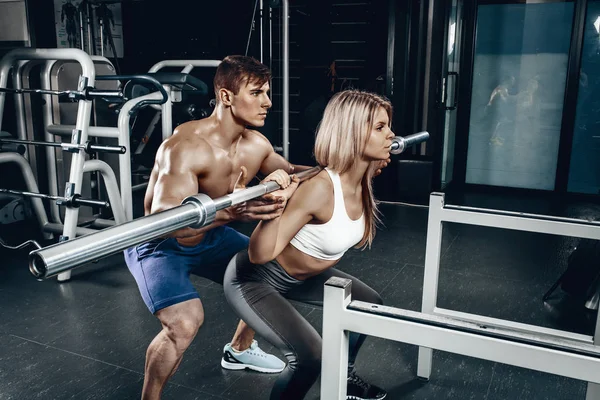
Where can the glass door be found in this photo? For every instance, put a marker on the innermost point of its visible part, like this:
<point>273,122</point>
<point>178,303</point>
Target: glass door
<point>519,73</point>
<point>449,100</point>
<point>584,170</point>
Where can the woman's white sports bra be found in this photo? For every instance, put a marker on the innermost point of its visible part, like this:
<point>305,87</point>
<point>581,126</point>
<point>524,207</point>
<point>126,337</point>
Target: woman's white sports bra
<point>329,241</point>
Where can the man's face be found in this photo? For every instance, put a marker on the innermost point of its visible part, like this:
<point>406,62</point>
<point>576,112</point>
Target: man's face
<point>251,103</point>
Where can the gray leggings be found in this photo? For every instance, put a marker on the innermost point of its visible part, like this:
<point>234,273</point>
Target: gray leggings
<point>259,294</point>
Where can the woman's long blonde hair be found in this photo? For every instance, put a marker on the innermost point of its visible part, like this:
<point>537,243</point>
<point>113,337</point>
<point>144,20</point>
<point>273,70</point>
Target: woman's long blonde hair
<point>341,139</point>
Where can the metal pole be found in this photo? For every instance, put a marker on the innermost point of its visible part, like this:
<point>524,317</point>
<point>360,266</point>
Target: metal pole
<point>261,26</point>
<point>196,211</point>
<point>286,80</point>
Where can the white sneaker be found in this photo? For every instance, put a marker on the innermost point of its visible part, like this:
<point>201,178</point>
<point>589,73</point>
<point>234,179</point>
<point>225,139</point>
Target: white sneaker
<point>252,358</point>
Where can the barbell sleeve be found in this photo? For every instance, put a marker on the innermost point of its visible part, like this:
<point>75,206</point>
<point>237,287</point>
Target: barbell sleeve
<point>399,143</point>
<point>195,211</point>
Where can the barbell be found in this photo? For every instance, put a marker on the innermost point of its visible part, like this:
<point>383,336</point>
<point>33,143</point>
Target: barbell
<point>195,211</point>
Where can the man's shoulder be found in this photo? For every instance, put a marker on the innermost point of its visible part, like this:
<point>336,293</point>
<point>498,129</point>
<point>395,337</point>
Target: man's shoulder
<point>316,191</point>
<point>256,138</point>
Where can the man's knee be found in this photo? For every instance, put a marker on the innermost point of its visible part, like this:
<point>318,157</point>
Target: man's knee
<point>182,323</point>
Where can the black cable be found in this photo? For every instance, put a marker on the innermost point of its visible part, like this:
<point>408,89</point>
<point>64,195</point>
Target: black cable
<point>251,26</point>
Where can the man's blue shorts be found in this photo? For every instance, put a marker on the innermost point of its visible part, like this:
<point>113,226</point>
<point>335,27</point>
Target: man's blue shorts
<point>162,267</point>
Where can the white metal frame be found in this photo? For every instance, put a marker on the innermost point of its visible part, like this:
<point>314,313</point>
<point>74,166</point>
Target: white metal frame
<point>440,213</point>
<point>120,200</point>
<point>342,315</point>
<point>506,345</point>
<point>167,108</point>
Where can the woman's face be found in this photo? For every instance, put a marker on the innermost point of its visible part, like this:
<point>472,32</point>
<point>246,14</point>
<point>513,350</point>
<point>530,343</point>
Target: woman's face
<point>380,137</point>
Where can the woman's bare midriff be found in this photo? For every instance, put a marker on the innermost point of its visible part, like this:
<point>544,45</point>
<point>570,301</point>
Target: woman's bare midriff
<point>300,265</point>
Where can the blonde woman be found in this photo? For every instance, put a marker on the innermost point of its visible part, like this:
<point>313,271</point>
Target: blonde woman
<point>291,257</point>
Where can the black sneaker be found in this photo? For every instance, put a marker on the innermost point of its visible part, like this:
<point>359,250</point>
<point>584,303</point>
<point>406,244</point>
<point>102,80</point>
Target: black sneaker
<point>361,390</point>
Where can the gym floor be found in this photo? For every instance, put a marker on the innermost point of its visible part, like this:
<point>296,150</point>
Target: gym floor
<point>86,338</point>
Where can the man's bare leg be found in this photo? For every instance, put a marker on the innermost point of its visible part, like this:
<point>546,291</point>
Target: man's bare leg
<point>180,324</point>
<point>243,337</point>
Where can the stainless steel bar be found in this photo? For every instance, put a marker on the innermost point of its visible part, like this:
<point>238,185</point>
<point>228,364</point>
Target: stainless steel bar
<point>83,202</point>
<point>399,144</point>
<point>70,254</point>
<point>286,79</point>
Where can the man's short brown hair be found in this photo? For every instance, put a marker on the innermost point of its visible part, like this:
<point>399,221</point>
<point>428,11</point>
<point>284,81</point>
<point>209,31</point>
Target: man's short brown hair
<point>234,71</point>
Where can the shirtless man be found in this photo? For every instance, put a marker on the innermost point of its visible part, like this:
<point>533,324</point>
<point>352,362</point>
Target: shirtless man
<point>213,156</point>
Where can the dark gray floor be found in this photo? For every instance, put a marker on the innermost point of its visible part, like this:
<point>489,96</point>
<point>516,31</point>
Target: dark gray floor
<point>86,339</point>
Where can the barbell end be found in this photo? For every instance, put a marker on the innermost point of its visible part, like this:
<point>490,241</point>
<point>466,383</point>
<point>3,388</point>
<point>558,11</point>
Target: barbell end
<point>207,211</point>
<point>37,266</point>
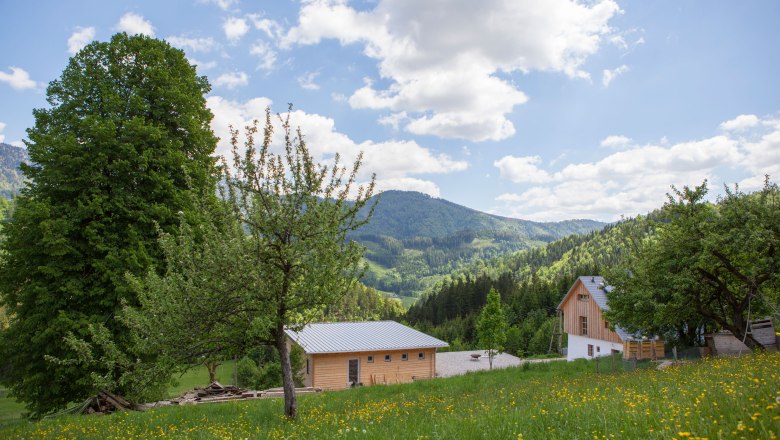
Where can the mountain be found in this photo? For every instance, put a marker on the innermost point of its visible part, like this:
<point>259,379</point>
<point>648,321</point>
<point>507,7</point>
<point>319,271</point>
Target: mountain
<point>531,283</point>
<point>11,179</point>
<point>414,240</point>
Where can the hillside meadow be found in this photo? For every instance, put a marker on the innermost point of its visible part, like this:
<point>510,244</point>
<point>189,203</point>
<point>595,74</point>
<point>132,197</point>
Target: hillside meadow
<point>713,398</point>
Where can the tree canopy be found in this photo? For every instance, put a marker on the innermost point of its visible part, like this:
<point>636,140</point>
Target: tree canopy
<point>707,267</point>
<point>124,142</point>
<point>491,327</point>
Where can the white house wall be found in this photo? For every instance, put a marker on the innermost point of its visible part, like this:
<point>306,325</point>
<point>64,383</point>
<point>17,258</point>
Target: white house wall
<point>578,347</point>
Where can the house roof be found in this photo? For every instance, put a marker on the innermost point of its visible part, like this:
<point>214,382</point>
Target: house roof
<point>346,337</point>
<point>598,289</point>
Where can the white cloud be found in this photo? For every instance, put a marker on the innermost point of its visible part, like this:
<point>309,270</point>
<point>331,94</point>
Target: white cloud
<point>193,44</point>
<point>616,142</point>
<point>267,56</point>
<point>222,4</point>
<point>442,62</point>
<point>393,161</point>
<point>80,38</point>
<point>740,123</point>
<point>232,80</point>
<point>235,28</point>
<point>306,81</point>
<point>521,169</point>
<point>609,75</point>
<point>133,23</point>
<point>636,181</point>
<point>270,27</point>
<point>18,79</point>
<point>202,65</point>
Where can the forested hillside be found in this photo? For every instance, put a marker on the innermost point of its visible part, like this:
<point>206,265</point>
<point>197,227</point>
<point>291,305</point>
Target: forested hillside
<point>11,179</point>
<point>413,240</point>
<point>531,283</point>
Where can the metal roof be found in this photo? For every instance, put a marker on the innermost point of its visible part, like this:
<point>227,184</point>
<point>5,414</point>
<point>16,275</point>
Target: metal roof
<point>598,290</point>
<point>346,337</point>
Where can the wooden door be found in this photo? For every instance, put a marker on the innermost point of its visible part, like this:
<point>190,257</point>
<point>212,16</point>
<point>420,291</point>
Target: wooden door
<point>353,372</point>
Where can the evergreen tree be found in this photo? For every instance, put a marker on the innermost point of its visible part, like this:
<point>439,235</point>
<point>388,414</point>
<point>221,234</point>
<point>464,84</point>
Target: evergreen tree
<point>491,328</point>
<point>124,143</point>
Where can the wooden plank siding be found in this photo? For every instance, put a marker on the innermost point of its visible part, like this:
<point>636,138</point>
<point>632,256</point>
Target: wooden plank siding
<point>574,308</point>
<point>329,371</point>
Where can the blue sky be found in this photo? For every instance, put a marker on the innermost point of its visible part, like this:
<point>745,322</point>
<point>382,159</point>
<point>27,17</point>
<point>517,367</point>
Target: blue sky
<point>537,109</point>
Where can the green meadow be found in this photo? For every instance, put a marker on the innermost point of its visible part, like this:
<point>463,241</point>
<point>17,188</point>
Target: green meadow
<point>713,398</point>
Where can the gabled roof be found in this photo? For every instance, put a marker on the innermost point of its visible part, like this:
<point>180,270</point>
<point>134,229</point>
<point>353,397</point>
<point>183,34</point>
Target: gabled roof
<point>598,289</point>
<point>346,337</point>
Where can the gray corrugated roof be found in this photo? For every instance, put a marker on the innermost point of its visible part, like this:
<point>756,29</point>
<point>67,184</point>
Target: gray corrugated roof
<point>594,285</point>
<point>343,337</point>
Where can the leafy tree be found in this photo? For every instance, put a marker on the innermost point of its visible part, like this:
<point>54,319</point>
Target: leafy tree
<point>708,266</point>
<point>491,328</point>
<point>126,139</point>
<point>298,214</point>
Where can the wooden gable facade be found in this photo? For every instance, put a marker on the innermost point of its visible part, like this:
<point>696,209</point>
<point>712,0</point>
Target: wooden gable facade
<point>582,315</point>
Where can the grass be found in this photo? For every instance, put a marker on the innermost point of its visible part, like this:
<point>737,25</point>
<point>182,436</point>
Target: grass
<point>713,398</point>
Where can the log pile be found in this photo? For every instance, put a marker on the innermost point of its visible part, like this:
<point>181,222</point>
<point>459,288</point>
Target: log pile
<point>216,392</point>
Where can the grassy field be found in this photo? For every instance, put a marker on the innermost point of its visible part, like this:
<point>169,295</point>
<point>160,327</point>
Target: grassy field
<point>11,410</point>
<point>713,398</point>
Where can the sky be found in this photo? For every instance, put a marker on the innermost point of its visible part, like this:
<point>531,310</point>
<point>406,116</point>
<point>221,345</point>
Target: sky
<point>536,109</point>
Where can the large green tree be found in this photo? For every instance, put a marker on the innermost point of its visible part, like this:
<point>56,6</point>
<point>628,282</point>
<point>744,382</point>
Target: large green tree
<point>279,260</point>
<point>492,327</point>
<point>708,266</point>
<point>119,152</point>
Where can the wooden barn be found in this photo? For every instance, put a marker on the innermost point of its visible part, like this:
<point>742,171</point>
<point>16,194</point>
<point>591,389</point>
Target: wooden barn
<point>344,354</point>
<point>589,334</point>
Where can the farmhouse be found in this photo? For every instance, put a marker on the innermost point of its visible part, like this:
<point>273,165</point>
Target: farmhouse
<point>344,354</point>
<point>589,334</point>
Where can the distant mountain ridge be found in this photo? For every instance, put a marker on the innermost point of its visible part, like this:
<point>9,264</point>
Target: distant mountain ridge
<point>414,240</point>
<point>11,178</point>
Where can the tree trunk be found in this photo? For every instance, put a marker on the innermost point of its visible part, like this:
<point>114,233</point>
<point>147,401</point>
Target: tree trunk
<point>212,367</point>
<point>290,403</point>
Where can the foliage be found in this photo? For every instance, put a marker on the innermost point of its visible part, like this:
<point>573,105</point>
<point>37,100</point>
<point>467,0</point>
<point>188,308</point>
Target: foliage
<point>531,284</point>
<point>415,240</point>
<point>708,266</point>
<point>491,327</point>
<point>11,178</point>
<point>125,140</point>
<point>556,400</point>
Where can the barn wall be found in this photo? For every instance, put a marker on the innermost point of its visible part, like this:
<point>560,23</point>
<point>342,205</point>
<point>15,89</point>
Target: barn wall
<point>329,371</point>
<point>573,308</point>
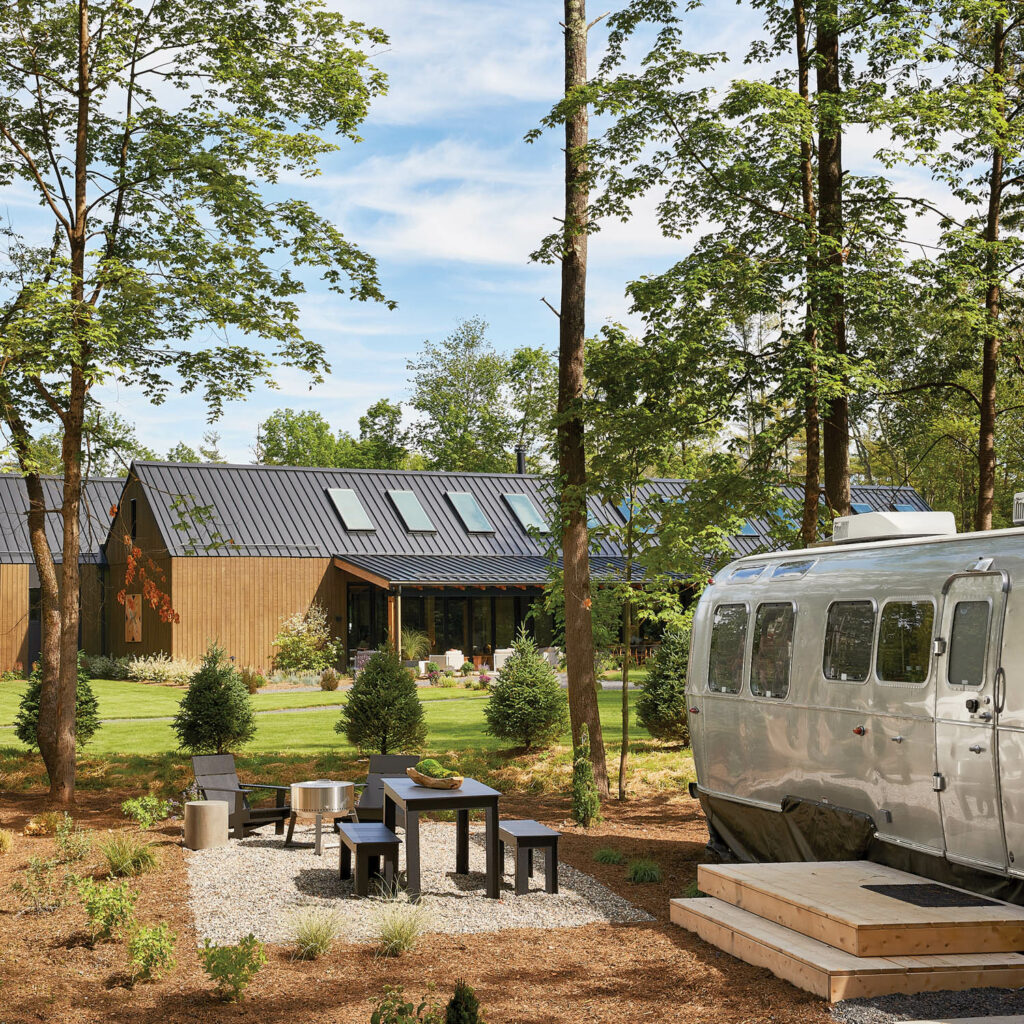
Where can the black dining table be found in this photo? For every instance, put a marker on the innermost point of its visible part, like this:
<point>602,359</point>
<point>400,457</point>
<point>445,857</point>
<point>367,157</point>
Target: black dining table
<point>414,799</point>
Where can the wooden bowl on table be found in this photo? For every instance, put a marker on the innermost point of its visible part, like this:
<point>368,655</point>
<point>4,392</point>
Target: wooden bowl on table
<point>452,782</point>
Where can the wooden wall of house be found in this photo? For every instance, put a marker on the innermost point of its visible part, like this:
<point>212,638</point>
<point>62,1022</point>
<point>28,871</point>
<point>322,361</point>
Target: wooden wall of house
<point>240,601</point>
<point>13,616</point>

WHAT IS BEING ASKED:
Give back word for word the lines from the one containing "Where can the distant" through the final line of the data above. Pictures are to be left out.

EXERCISE SOLUTION:
Where can the distant mountain ridge be found in this photo? For every instance, put a marker on the innermost point of its visible part, like this:
<point>9,264</point>
Target: distant mountain ridge
<point>414,240</point>
<point>11,178</point>
Where can the tree trunk be found in this photo? For every instance, put a marker on the innermost point of its visible part, like this:
<point>114,233</point>
<point>147,401</point>
Target: tree trunk
<point>212,367</point>
<point>290,403</point>
Where can the foliage be found in this photo? For every instance, put a marker on the innermost point of its visible part, like this:
<point>573,105</point>
<point>37,100</point>
<point>467,0</point>
<point>188,308</point>
Target: foliage
<point>531,284</point>
<point>415,240</point>
<point>708,266</point>
<point>491,327</point>
<point>11,178</point>
<point>125,140</point>
<point>556,400</point>
Where can the barn wall be found in this photo? For every instance, put a marker on the innermost point of its visible part, like this:
<point>560,23</point>
<point>342,205</point>
<point>15,89</point>
Target: barn wall
<point>329,371</point>
<point>573,308</point>
Where can the black dining table be found in this photo? For every instance, put a marker on the innermost point of its visible part, like this:
<point>602,359</point>
<point>400,457</point>
<point>445,857</point>
<point>367,157</point>
Target: black dining table
<point>414,799</point>
Where can the wooden bowl on table be found in this photo? For every instance, put a marker on the innermost point of its visible part, like this:
<point>368,655</point>
<point>4,392</point>
Target: wooden bowl on table
<point>452,782</point>
Where can the wooden wall of house be found in this photo? For every instance, put a marker on the innermost point of its visible part, like this:
<point>212,638</point>
<point>62,1022</point>
<point>28,871</point>
<point>322,361</point>
Target: wooden wall of house
<point>240,601</point>
<point>13,616</point>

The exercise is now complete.